**Requirement A**
Repeat the part of the McIntyre biography below between "McIntyre was ordained" and "for 15 years.", inclusive, word for word.

**Document section**
• • •

John Charles McIntyre (27 October 1951 – 6 June 2014) was an Australian Anglican bishop. He was the 11th bishop of the Diocese of Gippsland in south-east Victoria.

McIntyre was ordained as a bishop on 11 February 2006 and installed as Bishop of Gippsland at St Paul's Cathedral in Sale on 18 February 2006. Prior to this, he was the rector of the South Sydney parish in the Anglican Diocese of Sydney for 15 years.

McIntyre was known to be an "alternative voice" in the Anglican Church of Australia. While working in the Sydney diocese, he often took a stance against the more conservative attitudes of the diocesan authorities there, arguing for the ordination of women and homosexual rights within the church.

• • •

**Requirement B**
In the entries below, rewrite the lines between the ones holding "white boat railing" and "x=134 y=351", inclusive, substituting "marker" for "keypoint" and leaving everything else unchanged.

• • •

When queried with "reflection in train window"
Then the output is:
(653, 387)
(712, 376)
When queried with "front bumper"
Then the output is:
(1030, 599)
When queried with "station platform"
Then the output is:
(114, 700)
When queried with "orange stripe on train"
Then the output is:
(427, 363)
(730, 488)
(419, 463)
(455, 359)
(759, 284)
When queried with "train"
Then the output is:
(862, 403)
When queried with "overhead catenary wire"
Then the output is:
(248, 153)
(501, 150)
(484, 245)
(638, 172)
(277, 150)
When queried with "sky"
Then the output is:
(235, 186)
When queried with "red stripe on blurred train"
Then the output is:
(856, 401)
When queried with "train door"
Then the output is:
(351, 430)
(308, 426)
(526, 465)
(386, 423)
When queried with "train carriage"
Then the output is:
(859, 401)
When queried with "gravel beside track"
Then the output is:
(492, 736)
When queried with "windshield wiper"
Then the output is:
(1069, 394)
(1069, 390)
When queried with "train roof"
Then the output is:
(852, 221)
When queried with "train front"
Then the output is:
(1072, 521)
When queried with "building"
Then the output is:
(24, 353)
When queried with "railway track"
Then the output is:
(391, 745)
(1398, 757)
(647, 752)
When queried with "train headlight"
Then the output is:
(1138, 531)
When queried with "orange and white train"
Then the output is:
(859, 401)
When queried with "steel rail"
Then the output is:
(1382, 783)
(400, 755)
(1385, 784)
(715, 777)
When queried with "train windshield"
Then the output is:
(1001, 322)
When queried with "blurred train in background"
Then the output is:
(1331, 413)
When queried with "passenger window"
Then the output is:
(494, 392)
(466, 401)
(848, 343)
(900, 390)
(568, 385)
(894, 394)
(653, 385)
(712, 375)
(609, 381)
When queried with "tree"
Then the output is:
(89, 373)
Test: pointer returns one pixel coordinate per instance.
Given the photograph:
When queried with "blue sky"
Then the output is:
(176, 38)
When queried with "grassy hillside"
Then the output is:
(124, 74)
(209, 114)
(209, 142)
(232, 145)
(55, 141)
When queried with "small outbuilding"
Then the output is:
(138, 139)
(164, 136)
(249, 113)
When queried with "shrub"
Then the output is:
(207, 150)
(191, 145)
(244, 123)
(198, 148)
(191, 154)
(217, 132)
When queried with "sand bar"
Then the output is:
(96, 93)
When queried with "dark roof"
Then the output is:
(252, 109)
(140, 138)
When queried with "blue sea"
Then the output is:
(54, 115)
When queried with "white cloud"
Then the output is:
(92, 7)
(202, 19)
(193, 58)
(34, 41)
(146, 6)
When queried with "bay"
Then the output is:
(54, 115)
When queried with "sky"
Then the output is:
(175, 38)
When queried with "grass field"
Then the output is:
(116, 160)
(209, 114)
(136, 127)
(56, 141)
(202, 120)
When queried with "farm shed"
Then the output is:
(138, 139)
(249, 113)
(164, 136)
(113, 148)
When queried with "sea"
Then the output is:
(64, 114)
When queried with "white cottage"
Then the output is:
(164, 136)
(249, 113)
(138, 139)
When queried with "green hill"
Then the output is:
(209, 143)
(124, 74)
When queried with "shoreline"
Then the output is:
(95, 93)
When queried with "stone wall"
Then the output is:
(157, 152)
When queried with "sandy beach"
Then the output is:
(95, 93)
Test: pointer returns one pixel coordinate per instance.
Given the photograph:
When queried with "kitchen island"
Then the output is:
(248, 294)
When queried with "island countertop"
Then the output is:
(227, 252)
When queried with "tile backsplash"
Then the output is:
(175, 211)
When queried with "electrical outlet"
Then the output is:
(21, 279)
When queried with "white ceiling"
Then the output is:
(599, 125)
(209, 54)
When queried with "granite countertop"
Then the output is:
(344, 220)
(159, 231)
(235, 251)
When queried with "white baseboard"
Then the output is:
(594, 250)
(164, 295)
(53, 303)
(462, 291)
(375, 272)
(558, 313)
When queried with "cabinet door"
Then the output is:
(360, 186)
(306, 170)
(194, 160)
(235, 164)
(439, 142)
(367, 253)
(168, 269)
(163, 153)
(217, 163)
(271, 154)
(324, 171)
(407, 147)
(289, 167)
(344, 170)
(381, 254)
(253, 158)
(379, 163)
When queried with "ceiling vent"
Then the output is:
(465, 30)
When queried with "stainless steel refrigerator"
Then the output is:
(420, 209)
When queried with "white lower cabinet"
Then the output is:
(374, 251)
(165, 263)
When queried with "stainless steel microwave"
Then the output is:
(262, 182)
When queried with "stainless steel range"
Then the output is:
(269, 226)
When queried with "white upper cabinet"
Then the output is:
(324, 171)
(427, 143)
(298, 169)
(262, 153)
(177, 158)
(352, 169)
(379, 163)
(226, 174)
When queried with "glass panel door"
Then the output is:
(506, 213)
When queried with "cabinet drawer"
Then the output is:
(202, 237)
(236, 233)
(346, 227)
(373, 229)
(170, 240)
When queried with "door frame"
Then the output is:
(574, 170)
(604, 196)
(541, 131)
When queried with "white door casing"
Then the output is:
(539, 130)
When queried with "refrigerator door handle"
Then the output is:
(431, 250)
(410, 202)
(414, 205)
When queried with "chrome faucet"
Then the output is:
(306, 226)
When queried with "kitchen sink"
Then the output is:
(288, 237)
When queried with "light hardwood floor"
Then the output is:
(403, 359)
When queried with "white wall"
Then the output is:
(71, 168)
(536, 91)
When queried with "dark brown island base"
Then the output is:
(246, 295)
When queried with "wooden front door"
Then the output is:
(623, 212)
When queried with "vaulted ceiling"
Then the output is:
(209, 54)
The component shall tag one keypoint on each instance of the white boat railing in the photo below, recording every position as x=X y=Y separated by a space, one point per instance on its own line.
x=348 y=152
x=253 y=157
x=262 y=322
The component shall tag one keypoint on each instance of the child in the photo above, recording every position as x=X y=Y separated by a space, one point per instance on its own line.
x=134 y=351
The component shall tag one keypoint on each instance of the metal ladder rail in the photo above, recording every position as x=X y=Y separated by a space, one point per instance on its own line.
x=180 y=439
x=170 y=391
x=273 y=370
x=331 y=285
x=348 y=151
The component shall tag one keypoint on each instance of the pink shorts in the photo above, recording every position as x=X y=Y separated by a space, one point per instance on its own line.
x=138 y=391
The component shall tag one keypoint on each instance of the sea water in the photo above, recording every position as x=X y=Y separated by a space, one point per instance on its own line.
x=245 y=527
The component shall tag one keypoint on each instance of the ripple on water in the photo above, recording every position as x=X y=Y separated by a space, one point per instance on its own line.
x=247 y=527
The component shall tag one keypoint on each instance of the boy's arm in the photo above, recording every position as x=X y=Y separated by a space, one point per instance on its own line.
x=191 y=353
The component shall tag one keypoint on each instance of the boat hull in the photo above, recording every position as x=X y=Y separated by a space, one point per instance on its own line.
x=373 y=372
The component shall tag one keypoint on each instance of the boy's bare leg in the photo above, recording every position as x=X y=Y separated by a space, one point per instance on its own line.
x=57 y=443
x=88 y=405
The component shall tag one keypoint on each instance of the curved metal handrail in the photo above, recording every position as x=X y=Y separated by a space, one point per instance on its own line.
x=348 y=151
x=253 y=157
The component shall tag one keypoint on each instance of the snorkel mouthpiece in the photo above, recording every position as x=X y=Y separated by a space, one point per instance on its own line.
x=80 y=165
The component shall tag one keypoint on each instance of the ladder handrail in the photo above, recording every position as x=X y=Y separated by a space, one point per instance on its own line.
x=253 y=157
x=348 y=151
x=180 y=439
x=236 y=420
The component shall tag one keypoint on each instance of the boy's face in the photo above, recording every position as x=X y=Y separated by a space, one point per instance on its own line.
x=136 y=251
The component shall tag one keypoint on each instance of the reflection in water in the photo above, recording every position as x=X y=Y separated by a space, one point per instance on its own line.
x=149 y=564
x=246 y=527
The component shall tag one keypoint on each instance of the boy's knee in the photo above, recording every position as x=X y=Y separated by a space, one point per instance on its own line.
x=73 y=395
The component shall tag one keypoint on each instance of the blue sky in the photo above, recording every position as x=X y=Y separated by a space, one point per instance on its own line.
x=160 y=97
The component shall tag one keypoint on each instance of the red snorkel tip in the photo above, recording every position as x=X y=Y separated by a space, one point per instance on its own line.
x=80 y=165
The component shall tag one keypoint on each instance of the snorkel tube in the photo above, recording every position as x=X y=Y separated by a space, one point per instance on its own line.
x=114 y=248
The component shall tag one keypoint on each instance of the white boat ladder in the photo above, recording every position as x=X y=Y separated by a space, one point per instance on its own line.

• • •

**Complete answer A**
McIntyre was ordained as a bishop on 11 February 2006 and installed as Bishop of Gippsland at St Paul's Cathedral in Sale on 18 February 2006. Prior to this, he was the rector of the South Sydney parish in the Anglican Diocese of Sydney for 15 years.

**Complete answer B**
The component shall tag one marker on each instance of the white boat railing in the photo below, recording every position as x=X y=Y separated by a space, one point per instance on its own line.
x=348 y=152
x=253 y=157
x=262 y=322
The component shall tag one marker on each instance of the child in the photo above, recording every position as x=X y=Y separated by a space, one point per instance on its own line.
x=134 y=351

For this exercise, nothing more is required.